Text section
::::
Read the full article by Kevin Acee in the San Diego Union-Tribune here.

The document Major League Baseball submitted to its players’ union was 67 pages. It didn’t even cover every concern regarding the health and safety of those who would participate in a 2020 season, should the season occur.

The specifications are certain to change, as the MLB Players Association, after consulting with hundreds of its members, sent its official response to the league Thursday. Among myriad issues the MLBPA reportedly would like to see addressed in more detail were the frequency of COVID-19 testing, protocols for positive tests and protections available to high-risk players and their families.

Major League Baseball is expected to officially submit a financial proposal to the union in the next week. To this point, the sides’ communication regarding money has been done in emails and through the media.

MLB first wanted to assure there is an understanding of what will be required in terms of health and safety protections.

The league has publicly committed to working with its teams, the MLBPA and government officials. The latter group is imperative.

Toward that end, San Diego County Supervisor Nathan Fletcher said Thursday, the Padres have worked extensively with the county, including public health officer Dr. Wilma Wooten.

“The Padres have developed a very robust plan that not only meets the guidelines we have of other businesses that are open but in many cases exceeds them,” Fletcher said. “Based on the plans that are drafted and shared with us, once they get the green light from state, I don’t foresee anything locally that would hold them back.”

Gov. Gavin Newsom said earlier this week he anticipates professional sports could resume without fans as soon as the first week of June.

“We have to do it when it is safe and responsible,” Fletcher said before going on to speak about baseball’s “unique” positioning to aid the nation’s recovery.

“I believe this can play an important part of bringing together a divided community, giving us a venue and platform to come together, cheer together,” Fletcher said.
::::
The data

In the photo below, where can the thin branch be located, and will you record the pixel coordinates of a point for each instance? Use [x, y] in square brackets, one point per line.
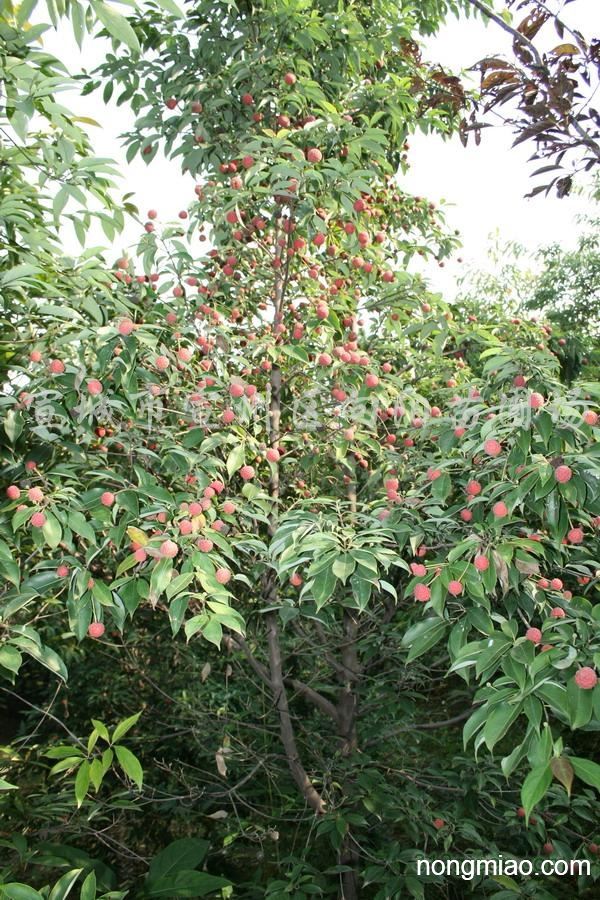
::::
Required actions
1. In the baseball article, how many pages long was the document Major League Baseball submitted to its players' union?
2. List every person the baseball article names.
3. Transcribe the part of the baseball article that opens with the words containing "The document Major League" and closes with "the season occur.".

Written answers
1. 67 pages

2.
Kevin Acee
Nathan Fletcher
Dr. Wilma Wooten
Gavin Newsom

3.
The document Major League Baseball submitted to its players’ union was 67 pages. It didn’t even cover every concern regarding the health and safety of those who would participate in a 2020 season, should the season occur.